SUPPLIED DATA below:

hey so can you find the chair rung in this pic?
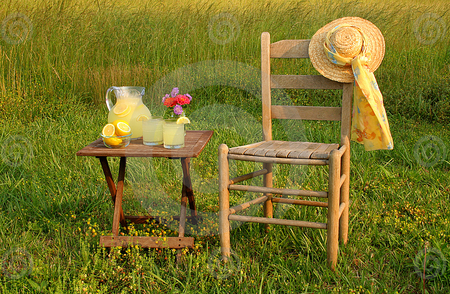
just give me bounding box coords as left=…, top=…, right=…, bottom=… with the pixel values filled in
left=230, top=168, right=269, bottom=184
left=229, top=184, right=328, bottom=198
left=228, top=214, right=327, bottom=229
left=339, top=174, right=347, bottom=187
left=229, top=195, right=268, bottom=215
left=272, top=197, right=328, bottom=207
left=227, top=154, right=328, bottom=165
left=339, top=202, right=346, bottom=218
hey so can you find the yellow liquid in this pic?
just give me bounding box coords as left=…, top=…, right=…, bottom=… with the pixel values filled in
left=143, top=118, right=164, bottom=145
left=108, top=97, right=151, bottom=139
left=163, top=121, right=185, bottom=148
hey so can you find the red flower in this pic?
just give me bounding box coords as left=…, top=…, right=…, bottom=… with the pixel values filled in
left=163, top=97, right=177, bottom=107
left=176, top=95, right=191, bottom=106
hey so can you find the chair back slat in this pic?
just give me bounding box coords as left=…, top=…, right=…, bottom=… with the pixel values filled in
left=271, top=75, right=343, bottom=90
left=271, top=105, right=342, bottom=121
left=270, top=39, right=310, bottom=58
left=261, top=32, right=353, bottom=145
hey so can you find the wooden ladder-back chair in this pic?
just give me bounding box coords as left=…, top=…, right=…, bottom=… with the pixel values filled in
left=218, top=32, right=353, bottom=269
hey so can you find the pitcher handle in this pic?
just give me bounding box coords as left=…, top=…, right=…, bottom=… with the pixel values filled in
left=105, top=87, right=115, bottom=111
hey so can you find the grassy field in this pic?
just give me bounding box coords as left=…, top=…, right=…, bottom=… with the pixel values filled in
left=0, top=0, right=449, bottom=293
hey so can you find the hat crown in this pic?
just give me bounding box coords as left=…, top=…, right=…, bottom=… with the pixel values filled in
left=309, top=17, right=385, bottom=83
left=329, top=26, right=363, bottom=58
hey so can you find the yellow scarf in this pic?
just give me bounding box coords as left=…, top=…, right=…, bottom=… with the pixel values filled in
left=324, top=24, right=394, bottom=151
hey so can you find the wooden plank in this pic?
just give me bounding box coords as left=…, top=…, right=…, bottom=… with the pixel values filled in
left=228, top=214, right=327, bottom=229
left=100, top=236, right=194, bottom=248
left=270, top=39, right=310, bottom=58
left=311, top=143, right=339, bottom=159
left=271, top=75, right=343, bottom=90
left=229, top=184, right=328, bottom=198
left=271, top=105, right=342, bottom=121
left=76, top=130, right=213, bottom=158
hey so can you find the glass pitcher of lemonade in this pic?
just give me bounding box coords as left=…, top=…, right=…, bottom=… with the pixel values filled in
left=106, top=86, right=151, bottom=139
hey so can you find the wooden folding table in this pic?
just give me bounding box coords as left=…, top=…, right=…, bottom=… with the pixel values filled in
left=76, top=130, right=213, bottom=250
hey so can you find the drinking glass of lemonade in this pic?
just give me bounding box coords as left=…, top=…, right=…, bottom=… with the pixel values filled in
left=143, top=116, right=164, bottom=145
left=163, top=119, right=185, bottom=149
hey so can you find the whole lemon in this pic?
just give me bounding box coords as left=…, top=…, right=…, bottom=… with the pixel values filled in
left=104, top=137, right=123, bottom=146
left=112, top=120, right=131, bottom=136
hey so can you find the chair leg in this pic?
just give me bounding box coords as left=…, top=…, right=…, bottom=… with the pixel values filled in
left=218, top=144, right=231, bottom=259
left=327, top=151, right=340, bottom=270
left=339, top=148, right=350, bottom=244
left=263, top=163, right=273, bottom=231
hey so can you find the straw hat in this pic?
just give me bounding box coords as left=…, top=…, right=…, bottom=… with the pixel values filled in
left=309, top=17, right=385, bottom=83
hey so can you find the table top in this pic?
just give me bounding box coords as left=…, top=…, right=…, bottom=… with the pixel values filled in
left=76, top=130, right=213, bottom=158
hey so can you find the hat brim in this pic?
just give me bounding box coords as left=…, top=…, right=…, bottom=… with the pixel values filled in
left=308, top=17, right=385, bottom=83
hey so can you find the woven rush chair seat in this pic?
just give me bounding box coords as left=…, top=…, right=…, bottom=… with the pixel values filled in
left=228, top=141, right=339, bottom=160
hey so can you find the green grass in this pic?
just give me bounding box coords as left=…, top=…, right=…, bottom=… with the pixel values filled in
left=1, top=0, right=450, bottom=292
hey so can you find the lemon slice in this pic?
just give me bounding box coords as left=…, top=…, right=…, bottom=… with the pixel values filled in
left=136, top=114, right=150, bottom=121
left=102, top=123, right=115, bottom=136
left=112, top=119, right=131, bottom=136
left=116, top=122, right=131, bottom=136
left=112, top=119, right=127, bottom=128
left=176, top=116, right=190, bottom=124
left=113, top=104, right=131, bottom=117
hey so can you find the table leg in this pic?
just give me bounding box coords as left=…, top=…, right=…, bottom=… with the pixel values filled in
left=177, top=158, right=194, bottom=261
left=179, top=158, right=191, bottom=237
left=98, top=156, right=127, bottom=233
left=181, top=158, right=197, bottom=219
left=178, top=189, right=187, bottom=239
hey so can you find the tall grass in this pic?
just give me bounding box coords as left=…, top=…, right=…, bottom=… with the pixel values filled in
left=0, top=0, right=449, bottom=293
left=1, top=0, right=449, bottom=114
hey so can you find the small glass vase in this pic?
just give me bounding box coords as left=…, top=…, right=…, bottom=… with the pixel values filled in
left=163, top=118, right=185, bottom=149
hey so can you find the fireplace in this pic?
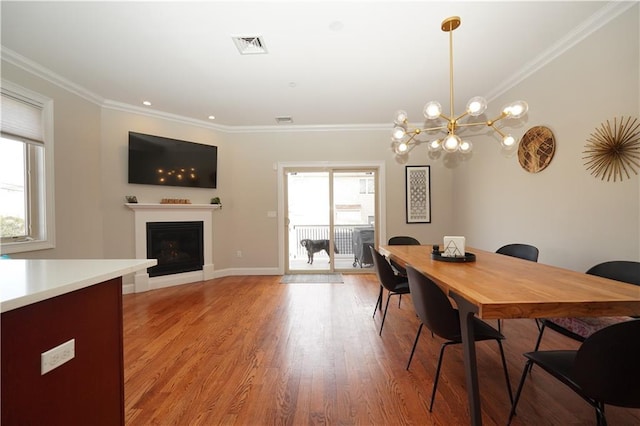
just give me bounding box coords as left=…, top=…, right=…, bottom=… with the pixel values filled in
left=146, top=221, right=203, bottom=277
left=126, top=203, right=219, bottom=293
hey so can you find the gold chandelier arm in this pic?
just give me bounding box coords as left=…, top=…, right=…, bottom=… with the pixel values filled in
left=438, top=113, right=453, bottom=123
left=456, top=121, right=491, bottom=129
left=487, top=112, right=508, bottom=127
left=406, top=131, right=419, bottom=143
left=454, top=111, right=469, bottom=122
left=489, top=124, right=507, bottom=138
left=418, top=124, right=449, bottom=133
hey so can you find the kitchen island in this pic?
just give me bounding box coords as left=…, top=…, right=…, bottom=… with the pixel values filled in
left=1, top=259, right=156, bottom=425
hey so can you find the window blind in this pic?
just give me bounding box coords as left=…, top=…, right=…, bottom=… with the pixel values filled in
left=1, top=91, right=44, bottom=144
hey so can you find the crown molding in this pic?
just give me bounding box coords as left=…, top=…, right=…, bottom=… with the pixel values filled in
left=1, top=46, right=105, bottom=106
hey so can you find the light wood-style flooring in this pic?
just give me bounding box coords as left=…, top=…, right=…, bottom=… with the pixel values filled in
left=123, top=274, right=640, bottom=425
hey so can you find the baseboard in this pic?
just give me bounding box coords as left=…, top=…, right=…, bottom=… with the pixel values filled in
left=121, top=267, right=281, bottom=294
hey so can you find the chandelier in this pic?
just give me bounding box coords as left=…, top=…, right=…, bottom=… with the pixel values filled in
left=391, top=16, right=528, bottom=157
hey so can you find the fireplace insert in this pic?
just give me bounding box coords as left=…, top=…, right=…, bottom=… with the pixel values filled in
left=146, top=221, right=204, bottom=277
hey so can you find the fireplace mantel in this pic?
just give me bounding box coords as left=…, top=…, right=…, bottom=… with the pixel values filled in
left=126, top=203, right=218, bottom=292
left=125, top=203, right=221, bottom=211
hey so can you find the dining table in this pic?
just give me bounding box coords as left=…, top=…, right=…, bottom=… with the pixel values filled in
left=379, top=244, right=640, bottom=426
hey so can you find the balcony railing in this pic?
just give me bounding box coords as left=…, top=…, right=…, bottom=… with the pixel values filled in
left=293, top=224, right=373, bottom=257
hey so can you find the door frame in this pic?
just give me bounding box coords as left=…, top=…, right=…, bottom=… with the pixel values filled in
left=277, top=161, right=386, bottom=275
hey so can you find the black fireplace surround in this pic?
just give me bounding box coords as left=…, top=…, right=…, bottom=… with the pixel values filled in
left=146, top=221, right=204, bottom=277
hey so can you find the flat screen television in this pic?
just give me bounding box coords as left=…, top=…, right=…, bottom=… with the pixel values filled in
left=128, top=132, right=217, bottom=188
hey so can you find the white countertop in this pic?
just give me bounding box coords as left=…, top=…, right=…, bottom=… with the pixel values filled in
left=1, top=259, right=157, bottom=313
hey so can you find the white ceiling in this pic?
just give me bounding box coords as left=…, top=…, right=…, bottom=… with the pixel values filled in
left=0, top=1, right=629, bottom=129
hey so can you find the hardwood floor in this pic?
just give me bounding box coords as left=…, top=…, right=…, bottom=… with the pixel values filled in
left=123, top=274, right=640, bottom=425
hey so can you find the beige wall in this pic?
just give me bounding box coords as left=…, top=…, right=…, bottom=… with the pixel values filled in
left=2, top=62, right=104, bottom=259
left=222, top=129, right=454, bottom=270
left=2, top=5, right=638, bottom=275
left=453, top=7, right=640, bottom=271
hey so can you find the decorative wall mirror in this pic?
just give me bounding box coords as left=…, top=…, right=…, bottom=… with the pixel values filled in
left=518, top=126, right=556, bottom=173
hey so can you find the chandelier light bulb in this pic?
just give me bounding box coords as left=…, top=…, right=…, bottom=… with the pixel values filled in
left=442, top=134, right=461, bottom=153
left=391, top=126, right=406, bottom=141
left=428, top=139, right=442, bottom=152
left=459, top=140, right=473, bottom=153
left=394, top=141, right=409, bottom=154
left=501, top=134, right=516, bottom=148
left=503, top=100, right=529, bottom=119
left=394, top=110, right=408, bottom=125
left=466, top=96, right=487, bottom=116
left=423, top=101, right=442, bottom=120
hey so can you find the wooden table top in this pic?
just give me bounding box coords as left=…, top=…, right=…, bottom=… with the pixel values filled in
left=379, top=245, right=640, bottom=320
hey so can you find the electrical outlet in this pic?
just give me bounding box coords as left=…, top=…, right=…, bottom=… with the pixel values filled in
left=236, top=250, right=243, bottom=258
left=41, top=338, right=75, bottom=375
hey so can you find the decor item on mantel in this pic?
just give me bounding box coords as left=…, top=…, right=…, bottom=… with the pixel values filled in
left=518, top=126, right=556, bottom=173
left=160, top=198, right=191, bottom=204
left=210, top=197, right=222, bottom=208
left=583, top=116, right=640, bottom=182
left=125, top=195, right=138, bottom=203
left=390, top=16, right=529, bottom=161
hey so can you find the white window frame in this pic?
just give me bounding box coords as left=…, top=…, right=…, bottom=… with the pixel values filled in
left=1, top=80, right=55, bottom=254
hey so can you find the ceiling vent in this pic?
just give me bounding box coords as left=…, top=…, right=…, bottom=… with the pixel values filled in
left=275, top=116, right=293, bottom=124
left=232, top=36, right=267, bottom=55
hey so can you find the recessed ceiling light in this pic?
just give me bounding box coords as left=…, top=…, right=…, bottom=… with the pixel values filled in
left=208, top=115, right=215, bottom=120
left=142, top=101, right=151, bottom=106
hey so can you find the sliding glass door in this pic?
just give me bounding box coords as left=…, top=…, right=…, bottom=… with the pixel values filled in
left=285, top=167, right=378, bottom=274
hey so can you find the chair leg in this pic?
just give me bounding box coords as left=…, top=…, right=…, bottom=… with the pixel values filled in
left=373, top=285, right=383, bottom=318
left=429, top=342, right=452, bottom=412
left=498, top=319, right=502, bottom=333
left=508, top=359, right=533, bottom=425
left=533, top=322, right=546, bottom=352
left=596, top=403, right=607, bottom=426
left=379, top=292, right=393, bottom=336
left=497, top=339, right=514, bottom=404
left=406, top=323, right=423, bottom=370
left=528, top=323, right=547, bottom=375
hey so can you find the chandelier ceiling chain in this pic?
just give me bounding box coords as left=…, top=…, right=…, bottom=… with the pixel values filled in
left=391, top=16, right=529, bottom=158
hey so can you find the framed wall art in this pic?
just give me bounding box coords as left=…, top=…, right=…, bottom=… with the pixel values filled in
left=405, top=165, right=431, bottom=223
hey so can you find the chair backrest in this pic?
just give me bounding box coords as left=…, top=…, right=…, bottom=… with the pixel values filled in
left=586, top=261, right=640, bottom=286
left=496, top=243, right=539, bottom=262
left=370, top=246, right=404, bottom=292
left=573, top=319, right=640, bottom=408
left=406, top=265, right=460, bottom=340
left=388, top=236, right=420, bottom=246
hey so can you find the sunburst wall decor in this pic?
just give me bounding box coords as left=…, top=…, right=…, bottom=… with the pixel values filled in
left=583, top=116, right=640, bottom=182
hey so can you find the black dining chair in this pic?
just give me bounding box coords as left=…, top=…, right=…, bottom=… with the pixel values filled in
left=405, top=265, right=513, bottom=411
left=533, top=260, right=640, bottom=351
left=509, top=319, right=640, bottom=425
left=387, top=236, right=421, bottom=276
left=370, top=246, right=410, bottom=336
left=372, top=236, right=421, bottom=313
left=495, top=243, right=539, bottom=332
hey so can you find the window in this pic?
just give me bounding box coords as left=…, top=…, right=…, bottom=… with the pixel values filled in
left=0, top=81, right=55, bottom=254
left=359, top=178, right=375, bottom=194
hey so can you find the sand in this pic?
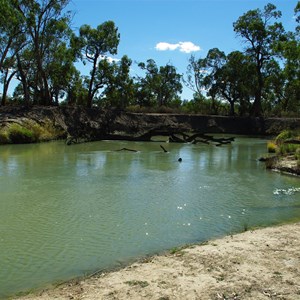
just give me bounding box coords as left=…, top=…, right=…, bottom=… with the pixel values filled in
left=14, top=222, right=300, bottom=300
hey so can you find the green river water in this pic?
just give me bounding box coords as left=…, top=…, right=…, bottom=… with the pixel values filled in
left=0, top=137, right=300, bottom=298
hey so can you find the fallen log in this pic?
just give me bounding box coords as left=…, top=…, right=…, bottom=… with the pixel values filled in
left=160, top=145, right=169, bottom=153
left=115, top=148, right=138, bottom=152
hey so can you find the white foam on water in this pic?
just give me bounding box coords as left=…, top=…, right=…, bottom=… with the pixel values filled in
left=273, top=187, right=300, bottom=195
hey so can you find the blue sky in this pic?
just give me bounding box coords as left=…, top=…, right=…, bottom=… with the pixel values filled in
left=68, top=0, right=298, bottom=100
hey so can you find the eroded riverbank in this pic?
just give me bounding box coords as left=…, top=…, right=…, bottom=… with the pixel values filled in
left=1, top=106, right=300, bottom=145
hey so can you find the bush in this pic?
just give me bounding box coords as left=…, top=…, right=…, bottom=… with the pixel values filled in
left=277, top=143, right=299, bottom=155
left=8, top=124, right=35, bottom=144
left=267, top=141, right=277, bottom=153
left=275, top=130, right=293, bottom=144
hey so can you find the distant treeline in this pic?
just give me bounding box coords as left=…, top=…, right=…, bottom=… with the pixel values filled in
left=0, top=0, right=299, bottom=117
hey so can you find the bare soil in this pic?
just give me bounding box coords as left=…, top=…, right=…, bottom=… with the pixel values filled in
left=14, top=222, right=300, bottom=300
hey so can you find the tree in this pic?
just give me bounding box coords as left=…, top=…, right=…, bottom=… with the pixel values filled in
left=208, top=51, right=256, bottom=116
left=0, top=0, right=25, bottom=105
left=102, top=55, right=134, bottom=109
left=78, top=21, right=120, bottom=108
left=185, top=48, right=228, bottom=114
left=14, top=0, right=72, bottom=105
left=47, top=43, right=77, bottom=105
left=183, top=54, right=209, bottom=99
left=233, top=3, right=285, bottom=116
left=137, top=59, right=182, bottom=107
left=268, top=2, right=300, bottom=114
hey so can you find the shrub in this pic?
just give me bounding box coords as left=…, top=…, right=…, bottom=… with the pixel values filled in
left=8, top=124, right=35, bottom=144
left=275, top=130, right=293, bottom=144
left=277, top=143, right=299, bottom=155
left=267, top=141, right=277, bottom=153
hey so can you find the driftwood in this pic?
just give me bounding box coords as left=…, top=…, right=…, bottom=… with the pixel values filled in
left=160, top=145, right=168, bottom=153
left=169, top=132, right=234, bottom=146
left=115, top=148, right=138, bottom=152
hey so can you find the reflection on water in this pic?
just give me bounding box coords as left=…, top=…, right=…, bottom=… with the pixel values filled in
left=0, top=137, right=299, bottom=298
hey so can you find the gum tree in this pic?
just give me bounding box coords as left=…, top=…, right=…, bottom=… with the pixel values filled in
left=14, top=0, right=73, bottom=105
left=137, top=59, right=182, bottom=107
left=78, top=21, right=120, bottom=108
left=233, top=3, right=285, bottom=116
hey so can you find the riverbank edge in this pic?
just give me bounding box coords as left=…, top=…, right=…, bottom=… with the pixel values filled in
left=12, top=221, right=300, bottom=300
left=1, top=106, right=300, bottom=144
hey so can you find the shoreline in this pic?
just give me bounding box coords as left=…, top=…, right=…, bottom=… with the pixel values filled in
left=13, top=222, right=300, bottom=300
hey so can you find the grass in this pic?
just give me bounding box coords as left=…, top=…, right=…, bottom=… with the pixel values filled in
left=266, top=130, right=300, bottom=170
left=275, top=130, right=294, bottom=144
left=0, top=119, right=65, bottom=145
left=124, top=280, right=149, bottom=288
left=8, top=123, right=35, bottom=143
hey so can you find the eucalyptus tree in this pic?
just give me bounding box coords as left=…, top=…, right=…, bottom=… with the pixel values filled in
left=183, top=55, right=210, bottom=99
left=102, top=55, right=134, bottom=109
left=208, top=51, right=256, bottom=116
left=65, top=70, right=87, bottom=106
left=233, top=3, right=285, bottom=116
left=137, top=59, right=182, bottom=107
left=0, top=0, right=23, bottom=70
left=264, top=2, right=300, bottom=114
left=14, top=0, right=73, bottom=105
left=0, top=0, right=25, bottom=105
left=48, top=43, right=78, bottom=105
left=78, top=21, right=120, bottom=108
left=279, top=2, right=300, bottom=113
left=1, top=58, right=18, bottom=106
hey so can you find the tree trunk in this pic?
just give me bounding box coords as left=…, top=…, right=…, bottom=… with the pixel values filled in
left=251, top=62, right=264, bottom=117
left=87, top=56, right=98, bottom=108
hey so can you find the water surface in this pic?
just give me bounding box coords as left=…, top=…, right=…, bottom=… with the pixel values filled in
left=0, top=137, right=300, bottom=298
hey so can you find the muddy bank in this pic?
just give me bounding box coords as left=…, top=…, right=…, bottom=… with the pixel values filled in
left=14, top=222, right=300, bottom=300
left=1, top=106, right=300, bottom=144
left=264, top=155, right=300, bottom=176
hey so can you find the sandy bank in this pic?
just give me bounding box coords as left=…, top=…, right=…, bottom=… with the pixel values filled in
left=14, top=222, right=300, bottom=300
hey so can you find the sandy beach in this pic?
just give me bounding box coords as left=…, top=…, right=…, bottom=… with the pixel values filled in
left=14, top=222, right=300, bottom=300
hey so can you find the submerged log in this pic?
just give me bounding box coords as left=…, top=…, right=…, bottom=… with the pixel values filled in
left=160, top=145, right=168, bottom=153
left=115, top=148, right=138, bottom=152
left=168, top=132, right=234, bottom=146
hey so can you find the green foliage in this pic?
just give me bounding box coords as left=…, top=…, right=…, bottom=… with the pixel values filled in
left=233, top=3, right=285, bottom=116
left=273, top=129, right=300, bottom=156
left=8, top=124, right=35, bottom=144
left=0, top=120, right=65, bottom=145
left=267, top=141, right=277, bottom=153
left=136, top=59, right=182, bottom=108
left=277, top=143, right=299, bottom=155
left=275, top=130, right=294, bottom=144
left=78, top=21, right=120, bottom=107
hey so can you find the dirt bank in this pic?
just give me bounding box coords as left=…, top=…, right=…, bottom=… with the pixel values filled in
left=14, top=222, right=300, bottom=300
left=1, top=106, right=300, bottom=145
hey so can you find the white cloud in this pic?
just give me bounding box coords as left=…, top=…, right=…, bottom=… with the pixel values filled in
left=155, top=42, right=179, bottom=51
left=155, top=41, right=201, bottom=53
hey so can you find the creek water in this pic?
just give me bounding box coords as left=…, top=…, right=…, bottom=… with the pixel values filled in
left=0, top=137, right=300, bottom=298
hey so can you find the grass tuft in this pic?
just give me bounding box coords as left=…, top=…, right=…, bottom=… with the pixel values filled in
left=124, top=280, right=149, bottom=288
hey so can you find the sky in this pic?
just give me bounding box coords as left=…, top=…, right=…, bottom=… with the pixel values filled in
left=67, top=0, right=298, bottom=100
left=4, top=0, right=298, bottom=100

End of SUPPLIED DATA.

» **AIM OF THE EXERCISE**
Repeat, with no pictures, each line from the beginning of the data through the line containing "hey so can you find the grassy", inclusive.

» **EXPECTED ANSWER**
hey so can you find the chair rung in this pic?
just give me bounding box coords as left=…, top=…, right=…, bottom=… with the pixel values filled in
left=230, top=168, right=269, bottom=184
left=229, top=184, right=328, bottom=198
left=228, top=214, right=327, bottom=229
left=339, top=174, right=347, bottom=187
left=229, top=195, right=268, bottom=215
left=272, top=197, right=328, bottom=207
left=227, top=154, right=328, bottom=165
left=339, top=202, right=346, bottom=218
hey so can you find the yellow liquid in this pic?
just give me bounding box coords as left=…, top=…, right=…, bottom=… with the pixel values filled in
left=143, top=118, right=164, bottom=145
left=108, top=97, right=151, bottom=139
left=163, top=121, right=185, bottom=148
hey so can you find the red flower in this pic?
just give me bounding box coords as left=…, top=…, right=…, bottom=… with the pixel values filled in
left=163, top=97, right=177, bottom=107
left=176, top=95, right=191, bottom=106
hey so can you find the chair back slat in this pic?
just give me bounding box coords as left=…, top=…, right=…, bottom=… with the pixel values filled in
left=271, top=75, right=343, bottom=90
left=271, top=105, right=342, bottom=121
left=270, top=39, right=310, bottom=58
left=261, top=32, right=353, bottom=145
hey so can you find the wooden ladder-back chair in this pic?
just give me bounding box coords as left=…, top=…, right=…, bottom=… with the pixel values filled in
left=218, top=32, right=353, bottom=269
hey so can you find the pitcher handle in this pic?
just give me bounding box coords as left=…, top=…, right=…, bottom=… with the pixel values filled in
left=105, top=87, right=115, bottom=111
hey so can you find the grassy field in this pic?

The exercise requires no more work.